PROBLEM STATEMENT. In this exercise, reproduce all the entries that follow exactly.

EXCERPTED RECORDS.
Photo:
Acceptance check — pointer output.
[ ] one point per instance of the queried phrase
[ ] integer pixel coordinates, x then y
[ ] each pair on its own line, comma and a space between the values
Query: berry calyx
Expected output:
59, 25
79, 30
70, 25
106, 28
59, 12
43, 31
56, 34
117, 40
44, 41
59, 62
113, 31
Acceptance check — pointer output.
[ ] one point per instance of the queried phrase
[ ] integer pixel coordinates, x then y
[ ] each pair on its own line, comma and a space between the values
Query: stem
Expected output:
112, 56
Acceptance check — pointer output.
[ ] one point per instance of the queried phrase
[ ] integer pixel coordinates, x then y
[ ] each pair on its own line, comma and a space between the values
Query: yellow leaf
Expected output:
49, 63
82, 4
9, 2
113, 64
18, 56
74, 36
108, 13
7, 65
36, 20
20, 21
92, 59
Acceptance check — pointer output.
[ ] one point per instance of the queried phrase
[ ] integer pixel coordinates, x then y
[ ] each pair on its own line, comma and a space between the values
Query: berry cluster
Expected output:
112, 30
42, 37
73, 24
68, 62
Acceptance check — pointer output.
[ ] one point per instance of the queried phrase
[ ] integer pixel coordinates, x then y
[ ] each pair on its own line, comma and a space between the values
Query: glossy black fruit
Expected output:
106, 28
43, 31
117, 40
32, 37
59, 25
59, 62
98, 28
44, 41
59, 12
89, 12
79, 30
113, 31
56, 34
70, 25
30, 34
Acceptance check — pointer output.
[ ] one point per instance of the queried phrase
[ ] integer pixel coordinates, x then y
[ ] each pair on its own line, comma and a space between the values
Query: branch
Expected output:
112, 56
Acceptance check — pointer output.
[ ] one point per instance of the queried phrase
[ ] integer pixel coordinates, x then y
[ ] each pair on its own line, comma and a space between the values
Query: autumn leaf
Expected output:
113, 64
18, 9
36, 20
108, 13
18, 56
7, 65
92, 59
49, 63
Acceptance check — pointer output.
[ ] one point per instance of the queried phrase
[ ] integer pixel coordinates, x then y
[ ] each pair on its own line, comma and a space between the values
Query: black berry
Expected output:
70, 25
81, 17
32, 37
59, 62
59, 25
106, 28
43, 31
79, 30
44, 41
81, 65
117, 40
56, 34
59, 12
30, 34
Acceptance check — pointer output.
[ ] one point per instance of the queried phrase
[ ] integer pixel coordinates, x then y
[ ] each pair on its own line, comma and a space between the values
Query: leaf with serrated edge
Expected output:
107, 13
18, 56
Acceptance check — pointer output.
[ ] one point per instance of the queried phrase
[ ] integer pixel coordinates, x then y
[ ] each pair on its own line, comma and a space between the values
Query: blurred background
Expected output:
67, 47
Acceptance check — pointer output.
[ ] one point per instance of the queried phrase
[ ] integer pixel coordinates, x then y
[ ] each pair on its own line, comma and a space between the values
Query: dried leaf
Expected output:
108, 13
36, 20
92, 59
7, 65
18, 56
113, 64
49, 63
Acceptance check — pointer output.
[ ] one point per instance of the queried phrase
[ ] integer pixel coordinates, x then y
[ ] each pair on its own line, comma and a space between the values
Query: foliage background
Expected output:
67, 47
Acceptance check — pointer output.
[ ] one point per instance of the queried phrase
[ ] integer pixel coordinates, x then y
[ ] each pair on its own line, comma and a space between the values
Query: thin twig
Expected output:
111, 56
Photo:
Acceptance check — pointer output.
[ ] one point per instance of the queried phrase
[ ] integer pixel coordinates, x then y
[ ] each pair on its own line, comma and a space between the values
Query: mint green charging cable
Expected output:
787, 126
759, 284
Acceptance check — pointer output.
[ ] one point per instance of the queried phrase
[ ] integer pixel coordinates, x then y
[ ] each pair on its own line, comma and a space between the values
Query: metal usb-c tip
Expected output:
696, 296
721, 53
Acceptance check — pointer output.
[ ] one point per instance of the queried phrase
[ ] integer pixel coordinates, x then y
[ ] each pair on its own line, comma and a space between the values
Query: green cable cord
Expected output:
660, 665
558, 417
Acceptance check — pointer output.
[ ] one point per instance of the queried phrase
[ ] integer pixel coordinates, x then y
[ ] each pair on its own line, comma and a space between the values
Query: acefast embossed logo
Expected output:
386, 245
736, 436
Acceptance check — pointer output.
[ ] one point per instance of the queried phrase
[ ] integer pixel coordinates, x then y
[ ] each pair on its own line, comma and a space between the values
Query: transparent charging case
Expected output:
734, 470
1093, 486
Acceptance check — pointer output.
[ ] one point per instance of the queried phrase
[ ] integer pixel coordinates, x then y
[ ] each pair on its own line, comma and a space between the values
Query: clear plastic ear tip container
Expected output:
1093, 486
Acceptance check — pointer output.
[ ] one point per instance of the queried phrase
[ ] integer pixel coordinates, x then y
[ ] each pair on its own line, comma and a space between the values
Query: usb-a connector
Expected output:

RESPONSE.
Photo:
Acceptance check — pointer output.
[ ] one point per instance of the queried phrase
[ ] integer pixel coordinates, x then y
[ ] each pair on its own line, comma and a space between the values
Query: berry calyx
Expected output:
59, 25
79, 30
70, 25
106, 28
59, 12
43, 31
56, 34
117, 40
44, 41
59, 62
113, 31
Acceptance check — pointer output.
[ ] one point per instance of the queried phrase
[ ] integer pixel coordinates, x then y
[ ] each pair on its own line, comma and a space between the values
Query: stem
Expected output:
112, 56
Acceptance check — pointer output.
[ ] one point per instance of the queried phrase
[ ] integer pixel coordinates, x then y
[ ] each pair on its own line, comma and a space between the values
Query: yellow leaf
Expected output:
49, 63
82, 4
9, 2
113, 64
18, 56
74, 36
108, 13
7, 65
36, 20
20, 21
92, 59
Acceptance check — pointer output.
[ ] one point per instance of the queried phrase
[ ] integer pixel coordinates, x then y
[ ] each pair on its own line, comma and a space between the values
Query: berry cluster
Expected output:
112, 30
42, 37
73, 24
68, 62
Acceptance check — pointer output.
[ ] one point per instance of the queried phrase
[ ] integer pixel coordinates, x then y
[ ] each pair on its own line, comma and a space between the values
Query: glossy black fruit
Expected output:
106, 28
43, 31
117, 40
32, 37
59, 25
59, 62
98, 28
44, 41
59, 12
89, 12
79, 30
113, 31
56, 34
70, 25
30, 34
Acceptance check — pointer output.
[ ] one point per instance of the queried phrase
[ ] integer pixel coordinates, x then y
[ ] each pair on its own line, comma and a space between the values
Query: branch
Expected output:
112, 56
Acceptance check — pointer output.
[ ] one point per instance of the queried phrase
[ ] integer pixel coordinates, x then y
[ ] each pair on its own line, comma and a space between the values
Query: autumn leaf
Expected output:
113, 64
18, 9
36, 20
108, 13
18, 56
7, 65
92, 59
49, 63
Acceptance check — pointer output.
[ ] one point per instance of the queried phrase
[ ] integer pixel coordinates, x then y
[ ] each pair on its own line, comma and a space between the values
Query: black berry
Expected output:
70, 25
81, 17
32, 37
59, 62
59, 25
106, 28
43, 31
79, 30
44, 41
81, 65
117, 40
56, 34
59, 12
30, 34
Acceptance check — pointer output.
[ ] one point per instance of the queried phrase
[ ] integer pixel coordinates, x then y
[ ] each pair on its own line, comma and a space between the values
Query: leaf with serrated edge
Expected output:
107, 13
18, 56
Acceptance check — pointer output.
[ ] one point per instance of the queried phrase
[ ] integer pixel coordinates, x then y
[ ] each pair on its own line, comma and a space between the values
Query: blurred background
Expected output:
67, 47
Acceptance check — pointer output.
[ ] one point per instance of the queried phrase
[ ] integer pixel coordinates, x then y
[ ] each pair on its own line, comma and a space between the values
Query: dried leaf
Expected output:
108, 13
36, 20
92, 59
7, 65
18, 56
113, 64
49, 63
Acceptance check — pointer output.
[ ] one point per instance of the queried phrase
[ ] integer pixel coordinates, x then y
[ ] each pair on its own line, comma and a space between the values
Query: foliage background
Expected output:
67, 47
Acceptance check — pointer output.
[ ] one point per instance of the queried phrase
[ ] integer pixel coordinates, x then y
[ ] each pair on its own line, comma and a space between the values
Query: thin twig
Expected output:
111, 56
Photo:
Acceptance check — pointer output.
[ ] one point per instance of the queried phrase
[ ] integer pixel coordinates, x then y
[ ] each pair on its own line, comma and a space between the values
Query: mint green charging cable
Expected output:
787, 126
759, 284
Acceptance check — pointer output.
[ ] one point per instance of the queried phrase
[ ] integer pixel coordinates, x then y
[ ] each pair on its own line, comma and a space between the values
Query: metal usb-c tip
Expected output:
696, 296
721, 53
Acceptance check — pointer output.
[ ] one point per instance of the queried phrase
[ ] integer pixel coordinates, x then y
[ ] each pair on its own line, comma and a space between the values
Query: green cable cord
Expected output:
660, 665
558, 417
Acceptance check — pointer output.
[ ] one point per instance of the queried phrase
[ ] integer pixel coordinates, x then y
[ ] each pair on its own line, comma and a space between the values
Query: acefast embossed logo
Expected output:
386, 245
736, 436
Acceptance check — pointer output.
[ ] one point per instance of the queried phrase
[ ] integer pixel coordinates, x then y
[ ] each pair on its own line, comma and a space between the values
Query: transparent charging case
Expected output:
734, 470
1093, 486
Acceptance check — pointer output.
[ ] one point per instance of the queried phrase
[ ] integer pixel coordinates, x then y
[ ] each pair on its own line, comma and a space between the values
Query: clear plastic ear tip container
Expected output:
1093, 486
Acceptance check — pointer output.
[ ] one point per instance of the queried phrase
[ ] integer pixel coordinates, x then y
[ ] each pair on its own line, comma and a space between the values
Query: usb-a connector
Expected output:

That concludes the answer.